(Records from a dataset)
Content starts

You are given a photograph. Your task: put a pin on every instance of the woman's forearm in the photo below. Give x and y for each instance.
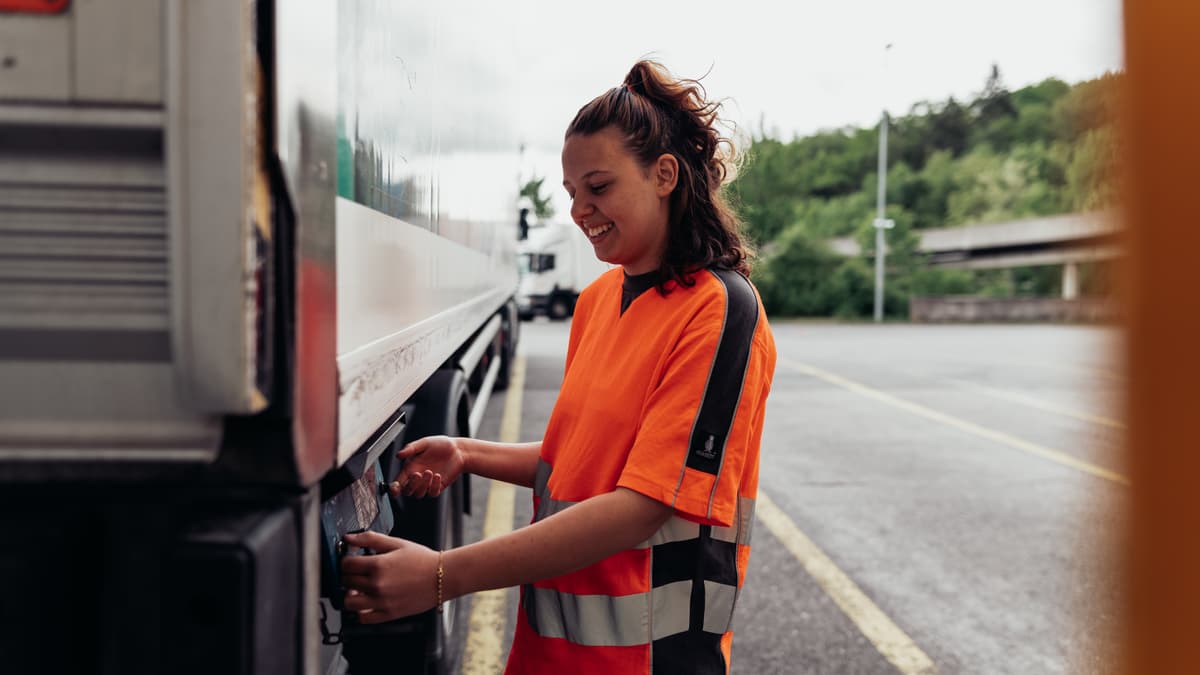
(510, 463)
(568, 541)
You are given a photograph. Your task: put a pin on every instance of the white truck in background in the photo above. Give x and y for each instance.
(557, 262)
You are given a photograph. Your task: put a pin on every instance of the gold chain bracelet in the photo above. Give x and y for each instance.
(441, 579)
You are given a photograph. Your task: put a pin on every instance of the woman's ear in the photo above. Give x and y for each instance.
(666, 174)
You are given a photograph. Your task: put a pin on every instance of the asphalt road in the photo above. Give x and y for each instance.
(965, 482)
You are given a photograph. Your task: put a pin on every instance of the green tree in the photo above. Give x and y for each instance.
(543, 204)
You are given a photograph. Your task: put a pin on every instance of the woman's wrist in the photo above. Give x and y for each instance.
(465, 453)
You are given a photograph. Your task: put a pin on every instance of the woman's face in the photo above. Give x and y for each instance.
(622, 207)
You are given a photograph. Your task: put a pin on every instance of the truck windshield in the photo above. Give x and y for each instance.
(537, 263)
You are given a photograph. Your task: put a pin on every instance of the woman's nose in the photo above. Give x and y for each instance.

Content ends

**Task instructions**
Drop the pictures and copy the data exactly.

**Task answer**
You are given a photograph. Your task: put a pin on every instance of the woman's forearm in the photo below. Give x and y for each instance.
(510, 463)
(568, 541)
You are given a photograph. Your task: put a pin on every instance of the white truck in background in the photo above. Give x and y for each instance.
(557, 262)
You are given a photograph. Your task: put a pin on every instance of the gold chain bracelet in the photo above. Give x and y for each instance.
(441, 579)
You are given a photograph. Your task: put a pin on every instance of the woman's ear in the photo above. Give x and y for each instance.
(666, 174)
You are given a photograph. Your task: put a pin on every instance of the asphalt road in the photo above. Give x and y for each instance.
(965, 482)
You are given a photograph. Your task: put a pin on every instance of the green tree in the photo above. Give x and y for each instance.
(543, 204)
You are given a photograph. Your task: put a pin on every instance of the woman's wrist in the photo above. Give x and y for each instance.
(465, 453)
You are given a photograph. Your task: put a pin on every instance of the woman's face in the photo above. Give x and y for each instance.
(622, 207)
You are given a photograph. Your task: put a pin on every instance of the truck windshield in the photo above. Give x and y for each instance.
(537, 263)
You are given a photograph. Your task: put a pin on every instance of the woman's nose in the photo above. Give x and y for each instance.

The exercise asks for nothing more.